* [Your goal]
I would like you to print all the records below exactly as they are.

==== Material shown ====

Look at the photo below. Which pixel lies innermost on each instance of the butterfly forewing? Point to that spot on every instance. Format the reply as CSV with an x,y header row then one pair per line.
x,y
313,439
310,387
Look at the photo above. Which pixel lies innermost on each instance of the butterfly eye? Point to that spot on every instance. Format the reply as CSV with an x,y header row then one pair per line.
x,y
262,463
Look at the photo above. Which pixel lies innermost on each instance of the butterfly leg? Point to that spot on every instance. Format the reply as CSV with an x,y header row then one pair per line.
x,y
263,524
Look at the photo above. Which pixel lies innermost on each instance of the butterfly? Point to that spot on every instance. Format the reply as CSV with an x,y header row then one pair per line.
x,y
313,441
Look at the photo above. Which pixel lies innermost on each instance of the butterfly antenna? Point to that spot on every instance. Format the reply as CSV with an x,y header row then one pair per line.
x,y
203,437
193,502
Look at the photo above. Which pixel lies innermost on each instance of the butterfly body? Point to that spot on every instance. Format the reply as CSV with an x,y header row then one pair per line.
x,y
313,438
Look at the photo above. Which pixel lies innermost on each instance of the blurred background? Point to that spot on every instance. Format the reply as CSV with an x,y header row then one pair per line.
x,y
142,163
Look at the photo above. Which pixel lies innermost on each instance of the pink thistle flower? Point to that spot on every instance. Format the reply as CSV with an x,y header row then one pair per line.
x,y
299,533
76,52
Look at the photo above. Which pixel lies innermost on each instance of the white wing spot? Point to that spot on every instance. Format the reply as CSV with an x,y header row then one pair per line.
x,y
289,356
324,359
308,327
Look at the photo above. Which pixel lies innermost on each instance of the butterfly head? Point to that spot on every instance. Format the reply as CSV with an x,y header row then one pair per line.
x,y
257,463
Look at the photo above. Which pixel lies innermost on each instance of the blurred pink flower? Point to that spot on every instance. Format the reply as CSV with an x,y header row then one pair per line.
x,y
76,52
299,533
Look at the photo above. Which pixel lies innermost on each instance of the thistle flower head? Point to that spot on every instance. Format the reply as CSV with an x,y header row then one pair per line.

====

* [The answer]
Look at the photo below. Which pixel lies innermost on each instance of the butterfly forewing? Point to that spot on every instance. Format the reply as CSV with an x,y header row then one pair per line.
x,y
313,439
310,387
Look at the photo above. Which pixel lies innermost on each instance of the butterfly eye? Point to that spot on every instance. Format the reply as CSV with an x,y header row then one pair per line.
x,y
262,463
Look at the photo above. Which pixel lies innermost on each instance of the butterfly leg? Point to that spot on every instance. Format the reply as CSV with an x,y header row then one pair per line.
x,y
263,524
Look at the photo above. Which pixel lies innermost on each instance of the butterfly? Point to that spot on every instance. Format the reply as CSV with an x,y header row then one pair per line.
x,y
313,441
Look at the photo above. Which pixel lies innermost on each instance of the butterfly antenna? Point to that spot on every instance. Format the reply as CSV with an x,y header row then one pair per line.
x,y
203,437
193,502
Look at the photo above. Which pixel lies innermost on each instance of the butterfly body? Point to that spot on every instance. Format the reply as CSV with an x,y header row then one pair per line.
x,y
313,438
Look at the photo above. Which pixel lies innermost on each instance of the blurred background? Point to that spot on every instance. Format the reply as CSV with an x,y header row then one pair per line.
x,y
142,163
Look at the photo above. Which pixel lies innermost on each instance of the pink thistle flower? Point to that spot on every instance. Format the reply as CSV with an x,y header row then one pair per line.
x,y
299,533
76,52
Look at the photo above. Which pixel lies innermost on each instance of the white wing spot? Point to that spot on every instance. Format the reply as CSV with an x,y header row then one pair per line.
x,y
289,356
324,359
308,327
Look at the photo above. Which pixel lies innermost on each instance of the butterfly head? Point to that spot on every instance. Format the reply as CSV with an x,y header row then one pair per line.
x,y
257,463
Look at the photo above. Which pixel lies innermost on each instance of the blurred pink flower? Point to that spot on every instance. Format the reply as CSV with an x,y header row then one pair per line.
x,y
76,52
299,533
Look at the photo above. Which pixel lies innermost on each instance of the thistle flower head? Point to that spot on every instance. Format the reply as CSV with an x,y header row then one pair per line.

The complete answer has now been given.